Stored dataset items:
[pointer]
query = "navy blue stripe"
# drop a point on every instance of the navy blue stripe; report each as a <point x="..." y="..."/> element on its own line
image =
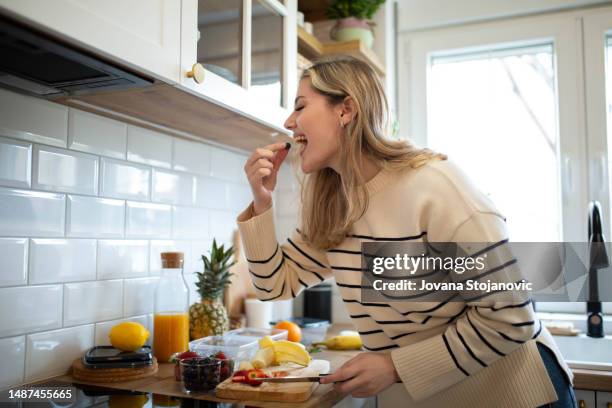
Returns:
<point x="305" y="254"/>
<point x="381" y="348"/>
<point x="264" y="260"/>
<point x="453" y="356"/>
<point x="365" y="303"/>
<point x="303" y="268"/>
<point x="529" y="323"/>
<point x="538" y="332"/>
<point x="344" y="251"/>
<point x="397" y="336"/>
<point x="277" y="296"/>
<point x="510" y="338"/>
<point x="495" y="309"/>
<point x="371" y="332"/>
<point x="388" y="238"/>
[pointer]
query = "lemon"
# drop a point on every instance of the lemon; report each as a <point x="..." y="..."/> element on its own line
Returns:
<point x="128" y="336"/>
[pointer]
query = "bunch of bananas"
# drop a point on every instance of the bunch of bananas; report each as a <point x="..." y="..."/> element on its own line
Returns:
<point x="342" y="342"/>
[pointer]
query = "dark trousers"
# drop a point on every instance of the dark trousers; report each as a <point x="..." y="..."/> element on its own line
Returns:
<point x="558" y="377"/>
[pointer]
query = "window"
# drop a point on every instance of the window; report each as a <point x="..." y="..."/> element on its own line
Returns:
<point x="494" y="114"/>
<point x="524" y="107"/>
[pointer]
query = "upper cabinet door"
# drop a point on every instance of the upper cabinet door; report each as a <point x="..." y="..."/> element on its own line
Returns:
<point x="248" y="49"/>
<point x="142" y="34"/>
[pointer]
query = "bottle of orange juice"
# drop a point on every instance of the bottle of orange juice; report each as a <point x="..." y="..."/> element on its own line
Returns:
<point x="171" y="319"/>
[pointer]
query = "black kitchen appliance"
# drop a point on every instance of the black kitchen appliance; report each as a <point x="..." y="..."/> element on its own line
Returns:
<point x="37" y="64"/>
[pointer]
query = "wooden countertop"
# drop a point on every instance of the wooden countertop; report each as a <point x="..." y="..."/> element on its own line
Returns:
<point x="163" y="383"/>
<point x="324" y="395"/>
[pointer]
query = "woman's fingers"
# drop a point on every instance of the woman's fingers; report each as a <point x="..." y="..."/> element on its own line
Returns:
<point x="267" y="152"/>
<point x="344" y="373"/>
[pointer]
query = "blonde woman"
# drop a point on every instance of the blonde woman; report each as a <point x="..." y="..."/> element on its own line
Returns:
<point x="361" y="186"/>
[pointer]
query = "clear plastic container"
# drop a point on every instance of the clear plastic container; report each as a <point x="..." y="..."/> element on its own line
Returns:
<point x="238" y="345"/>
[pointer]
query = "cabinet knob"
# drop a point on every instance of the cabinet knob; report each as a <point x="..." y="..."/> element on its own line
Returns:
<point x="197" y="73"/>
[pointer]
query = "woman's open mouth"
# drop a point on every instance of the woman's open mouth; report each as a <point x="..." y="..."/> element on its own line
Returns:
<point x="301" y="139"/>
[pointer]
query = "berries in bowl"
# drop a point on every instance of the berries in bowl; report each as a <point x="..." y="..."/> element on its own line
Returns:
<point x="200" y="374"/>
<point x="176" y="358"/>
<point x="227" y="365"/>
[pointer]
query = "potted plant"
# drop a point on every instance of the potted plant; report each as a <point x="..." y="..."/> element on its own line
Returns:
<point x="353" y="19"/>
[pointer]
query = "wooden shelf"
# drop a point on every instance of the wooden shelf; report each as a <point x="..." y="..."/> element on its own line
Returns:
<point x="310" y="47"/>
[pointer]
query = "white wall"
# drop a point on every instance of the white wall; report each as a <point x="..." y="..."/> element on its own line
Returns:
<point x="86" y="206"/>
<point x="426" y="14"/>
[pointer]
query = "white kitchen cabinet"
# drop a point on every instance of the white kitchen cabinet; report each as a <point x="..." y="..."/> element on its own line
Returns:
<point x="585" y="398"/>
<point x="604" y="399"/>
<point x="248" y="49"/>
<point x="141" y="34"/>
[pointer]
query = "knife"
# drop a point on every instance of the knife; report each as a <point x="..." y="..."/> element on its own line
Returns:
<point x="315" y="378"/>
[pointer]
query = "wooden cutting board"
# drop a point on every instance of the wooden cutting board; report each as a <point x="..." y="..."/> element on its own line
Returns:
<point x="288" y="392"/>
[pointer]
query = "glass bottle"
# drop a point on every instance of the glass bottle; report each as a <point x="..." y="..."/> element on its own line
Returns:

### PROBLEM
Return the listing above word for word, with the pictures removed.

### FINAL RESULT
[pointer]
query = "navy blue stripe"
# drop a point on every instance of the navy blue stripe; report each as a <point x="..." y="..."/> element on its own line
image =
Returns:
<point x="305" y="254"/>
<point x="381" y="348"/>
<point x="264" y="260"/>
<point x="453" y="356"/>
<point x="365" y="303"/>
<point x="303" y="268"/>
<point x="529" y="323"/>
<point x="538" y="332"/>
<point x="344" y="251"/>
<point x="397" y="336"/>
<point x="277" y="296"/>
<point x="510" y="338"/>
<point x="495" y="309"/>
<point x="371" y="332"/>
<point x="388" y="238"/>
[pointer]
query = "lemon"
# drop a point on every instance of the lemon; report each as a <point x="..." y="..."/> element on its own line
Returns:
<point x="128" y="336"/>
[pointer]
query = "bunch of bananas"
# drop a point on every instance of the bunch of bananas; report each as a <point x="..." y="..."/> element on its own line
Returns:
<point x="342" y="342"/>
[pointer]
query = "dark trousers"
# drop a point on every instance of the dark trousers; report each as a <point x="..." y="..."/> element on its own line
Returns:
<point x="558" y="377"/>
[pointer]
query = "window"
# drop a point on every instance of the window; report each as a <point x="..." y="..."/> element on its own line
Returns:
<point x="494" y="114"/>
<point x="524" y="107"/>
[pointer]
query = "upper cabinet door"
# drop a point on every instance of the upper cabinet door; report each as a <point x="..." y="..."/> element on its own line
Returns:
<point x="248" y="49"/>
<point x="142" y="34"/>
[pointer]
query = "bottle of orange juice"
# drop a point on every instance of the bottle of orange juice; report each as a <point x="..." y="..."/> element on its own line
Returns:
<point x="171" y="319"/>
[pointer]
query = "black kitchen appliance"
# drop a point on every instance of the black kitchen appliance; report each as a <point x="..." y="..."/> element on its own line
Returns:
<point x="37" y="64"/>
[pointer]
query = "wooden countertop"
# drop a point on every instance of the wooden countertop; report each as a <point x="..." y="..."/> element on its own line
Returns:
<point x="163" y="383"/>
<point x="324" y="395"/>
[pointer]
query = "woman's fingers"
# drop a point on every instance of the woman's fingers; report each as a <point x="..." y="..."/> element on its own line
Returns:
<point x="267" y="152"/>
<point x="344" y="373"/>
[pointer]
query = "blonde woman"
# drop a point on every instance of the blonde woman; report each as a <point x="..." y="..."/> element on its own line
Returns:
<point x="361" y="186"/>
[pointer]
query = "clear plastic container"
# drop a point on every instance of the clear plastic container; report each as a <point x="..." y="..."/> element on its own line
Returns:
<point x="238" y="345"/>
[pointer]
query = "cabinet knob"
# drop a point on every instance of the cabinet knob; report each as a <point x="..." y="..."/> element on its own line
Returns:
<point x="197" y="73"/>
[pointer]
query = "woman's open mouth"
# drop a point on every instance of the woman's open mouth; report each as a <point x="..." y="..."/> element on its own line
Returns:
<point x="301" y="139"/>
[pointer]
query = "berries in bowl"
# drop a point on every instance of the berries in bowl; report each as a <point x="..." y="..."/> element on its own line
Returns:
<point x="200" y="374"/>
<point x="176" y="358"/>
<point x="227" y="365"/>
[pointer]
query = "potted plant"
# drop a point on every instance of the potted plant; report each as a <point x="..." y="..."/> element on its own line
Returns:
<point x="353" y="19"/>
[pointer]
query = "wooden shelf"
# drop a point on every instance of the wooden shelf; report each as a <point x="..." y="..."/> element on its own line
Returns:
<point x="310" y="47"/>
[pointer]
query = "white wall"
# drop a point on every instance of the white wall; report each as a <point x="..." y="..."/> element on its own line
Returns:
<point x="86" y="206"/>
<point x="426" y="14"/>
[pointer]
query = "white kitchen cabinet"
# drop a point on every instance of the white kitchen cabinet; report each as a <point x="..." y="..."/> element on its own line
Returns:
<point x="585" y="398"/>
<point x="604" y="399"/>
<point x="248" y="49"/>
<point x="141" y="34"/>
[pointer]
query = "knife"
# drop a point on every instance of the knife; report each as a <point x="..." y="..."/> element on its own line
Returns:
<point x="315" y="378"/>
[pointer]
query = "wooden cutting board"
# drop a point on every instance of the wooden cutting board; report each as a <point x="..." y="..."/> element on its own line
Returns:
<point x="288" y="392"/>
[pointer]
query = "glass bottle"
# drop a point on every instance of the glass bottle; report each as a <point x="..." y="..."/> element on its own line
Returns:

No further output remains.